### Given request
Return the listing below line for line, unchanged, but leave out the pictures.
--- start of Records ---
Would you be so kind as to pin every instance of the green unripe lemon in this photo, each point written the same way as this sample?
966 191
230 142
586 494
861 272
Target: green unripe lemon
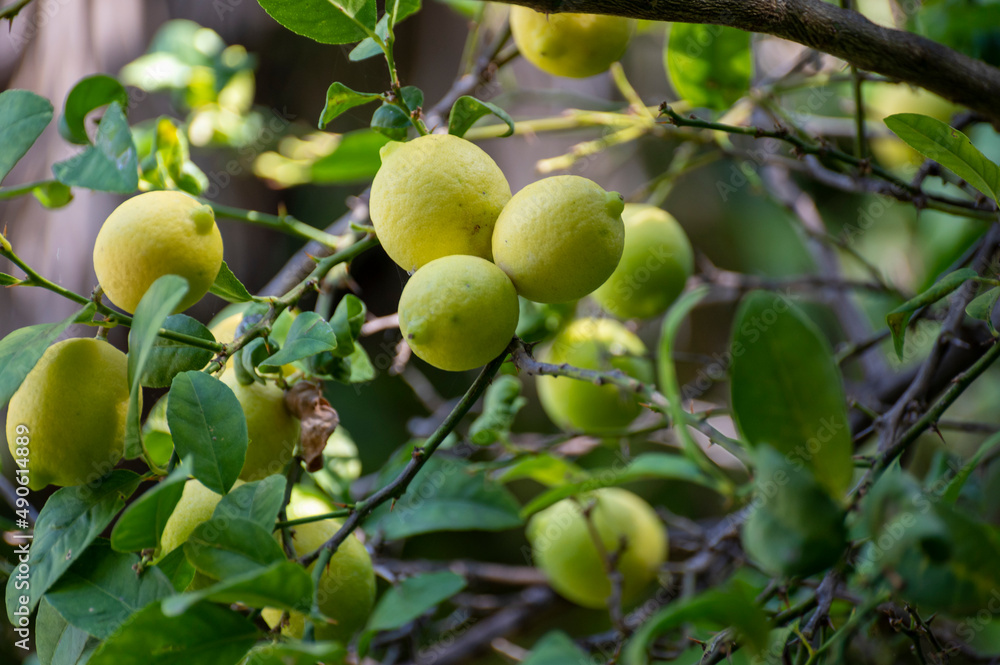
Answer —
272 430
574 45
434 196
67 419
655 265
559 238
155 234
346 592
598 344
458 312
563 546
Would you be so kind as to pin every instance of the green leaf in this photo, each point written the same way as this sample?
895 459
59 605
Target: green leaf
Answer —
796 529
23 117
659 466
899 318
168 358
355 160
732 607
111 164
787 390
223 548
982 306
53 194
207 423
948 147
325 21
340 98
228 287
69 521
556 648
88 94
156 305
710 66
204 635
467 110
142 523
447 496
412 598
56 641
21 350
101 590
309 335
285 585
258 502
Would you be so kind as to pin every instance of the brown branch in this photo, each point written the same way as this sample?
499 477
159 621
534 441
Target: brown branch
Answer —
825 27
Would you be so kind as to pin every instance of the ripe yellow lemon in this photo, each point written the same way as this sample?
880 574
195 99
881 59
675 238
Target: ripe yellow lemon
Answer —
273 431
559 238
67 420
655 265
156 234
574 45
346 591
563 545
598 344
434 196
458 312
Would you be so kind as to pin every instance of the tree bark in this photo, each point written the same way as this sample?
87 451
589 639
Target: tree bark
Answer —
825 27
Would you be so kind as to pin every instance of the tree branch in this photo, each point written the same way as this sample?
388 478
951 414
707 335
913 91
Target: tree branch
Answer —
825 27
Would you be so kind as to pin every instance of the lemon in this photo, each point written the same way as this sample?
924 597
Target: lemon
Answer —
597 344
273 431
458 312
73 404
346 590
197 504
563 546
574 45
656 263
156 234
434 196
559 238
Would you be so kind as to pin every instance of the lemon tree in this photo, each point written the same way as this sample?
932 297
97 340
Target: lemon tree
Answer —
--- end of Records ---
### Finished task
Would you be so kind as to pin every instance of the green unripe lemon in this photo, each point written the same way as this sample?
966 191
230 142
586 494
861 272
Target: green unripe lemon
Answer —
272 430
574 45
434 196
67 419
655 265
559 238
155 234
346 592
598 344
458 312
563 546
Would you be so kind as to pin every instance of the green leaf in this photo, each point written the same way as this sample?
895 459
59 605
Target: green leaf
Answer —
796 529
23 117
659 466
899 318
168 358
355 160
732 607
111 164
787 390
223 548
982 306
53 194
207 423
948 147
325 21
340 98
228 287
69 521
556 648
88 94
156 305
710 66
204 635
467 110
142 523
447 496
412 598
56 641
21 350
101 590
309 335
285 585
258 502
Would you be so kind as to pin every instance of the brown branch in this photo, each point written the same way as this sample?
499 477
159 621
534 441
Target: brown branch
Answer —
825 27
Would you be so kind as to pin every instance of the ripe yellow lemon in this photo, each point written the same way as this sample?
880 574
195 99
881 59
675 238
Target: ripe yellow lemon
Answer —
273 431
559 238
67 420
655 265
156 234
574 45
346 591
563 545
598 344
434 196
458 312
Would you be so kind as to pin every instance of the tree bark in this photo, each point written the same way as this sample?
87 451
589 639
Target: tree bark
Answer —
825 27
Would you be so kind as to pin every instance of the tree branch in this photo, each point written the same way as this sample?
388 478
951 414
707 335
913 91
Target: tree branch
Answer —
825 27
Would you be so kind as to pin every instance of the lemon in this photo, each point written the same way as this sample?
924 597
Target: lemon
Answer —
597 344
273 431
458 312
73 404
346 590
197 504
563 546
574 45
656 263
156 234
434 196
559 238
Would you be so kind as to pin every instance of the lemon tree in this photo, each point written the same way as this sample?
932 297
97 340
Target: lemon tree
Answer —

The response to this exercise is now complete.